From the line that includes "Exercise. Point to the rocky" to the last line of the records, inclusive, repeat each line exactly.

EXERCISE DATA —
=== Begin Enclosure ===

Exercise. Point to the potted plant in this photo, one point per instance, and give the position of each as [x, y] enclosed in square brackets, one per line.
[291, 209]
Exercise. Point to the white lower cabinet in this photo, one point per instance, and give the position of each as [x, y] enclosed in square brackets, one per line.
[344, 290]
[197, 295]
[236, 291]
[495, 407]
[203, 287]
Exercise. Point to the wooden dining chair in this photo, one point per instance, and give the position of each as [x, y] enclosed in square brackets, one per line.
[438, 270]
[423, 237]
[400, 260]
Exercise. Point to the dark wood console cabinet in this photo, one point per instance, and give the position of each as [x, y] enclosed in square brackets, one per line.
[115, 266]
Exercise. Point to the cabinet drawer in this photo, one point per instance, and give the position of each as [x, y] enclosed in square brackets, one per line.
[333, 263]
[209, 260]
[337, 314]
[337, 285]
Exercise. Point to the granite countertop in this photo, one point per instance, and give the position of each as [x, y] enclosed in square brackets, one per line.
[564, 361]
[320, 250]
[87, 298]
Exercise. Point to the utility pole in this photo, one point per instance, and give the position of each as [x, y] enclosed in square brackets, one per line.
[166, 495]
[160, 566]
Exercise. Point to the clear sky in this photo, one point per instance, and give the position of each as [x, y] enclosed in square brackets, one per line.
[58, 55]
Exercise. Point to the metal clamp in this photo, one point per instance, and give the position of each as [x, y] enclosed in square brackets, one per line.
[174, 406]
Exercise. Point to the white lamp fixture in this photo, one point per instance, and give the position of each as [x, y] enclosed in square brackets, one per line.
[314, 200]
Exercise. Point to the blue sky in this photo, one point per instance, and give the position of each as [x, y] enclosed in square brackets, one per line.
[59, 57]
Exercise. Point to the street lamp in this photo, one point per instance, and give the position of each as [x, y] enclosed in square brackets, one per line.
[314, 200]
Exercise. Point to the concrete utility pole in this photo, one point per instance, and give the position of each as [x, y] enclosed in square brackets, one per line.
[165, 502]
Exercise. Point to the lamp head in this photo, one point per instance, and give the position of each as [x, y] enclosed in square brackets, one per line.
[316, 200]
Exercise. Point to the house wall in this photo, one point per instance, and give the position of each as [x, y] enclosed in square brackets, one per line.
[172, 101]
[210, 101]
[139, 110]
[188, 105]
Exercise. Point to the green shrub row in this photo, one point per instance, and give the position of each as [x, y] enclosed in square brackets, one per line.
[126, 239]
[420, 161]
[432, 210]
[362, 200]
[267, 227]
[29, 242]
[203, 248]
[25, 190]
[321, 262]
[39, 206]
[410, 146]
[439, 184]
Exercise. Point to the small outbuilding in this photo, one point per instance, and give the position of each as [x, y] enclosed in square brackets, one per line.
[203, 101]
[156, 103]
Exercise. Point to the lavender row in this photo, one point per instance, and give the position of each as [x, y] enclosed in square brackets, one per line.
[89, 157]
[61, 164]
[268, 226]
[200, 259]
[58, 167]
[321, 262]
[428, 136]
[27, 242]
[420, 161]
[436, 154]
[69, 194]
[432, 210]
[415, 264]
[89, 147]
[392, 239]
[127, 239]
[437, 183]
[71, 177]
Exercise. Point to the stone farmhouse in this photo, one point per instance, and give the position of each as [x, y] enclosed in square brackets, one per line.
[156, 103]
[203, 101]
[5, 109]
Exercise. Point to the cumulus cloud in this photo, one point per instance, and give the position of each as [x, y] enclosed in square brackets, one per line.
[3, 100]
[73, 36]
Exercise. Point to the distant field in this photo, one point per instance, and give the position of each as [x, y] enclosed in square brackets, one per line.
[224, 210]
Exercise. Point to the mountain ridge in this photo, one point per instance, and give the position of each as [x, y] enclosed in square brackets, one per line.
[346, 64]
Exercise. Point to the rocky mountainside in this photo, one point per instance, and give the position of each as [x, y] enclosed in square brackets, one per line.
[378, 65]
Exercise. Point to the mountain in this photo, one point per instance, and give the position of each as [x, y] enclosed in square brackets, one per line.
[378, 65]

=== End Enclosure ===

TASK SOLUTION —
Exercise. Point to the rocky mountainside in this photo, one point per instance, and give the position of each as [x, y] enclosed in square brackets, one per line.
[378, 65]
Exercise. Point to the mountain in this photo, one point per instance, and give the position of each as [x, y] enclosed in square brackets, one per line.
[378, 65]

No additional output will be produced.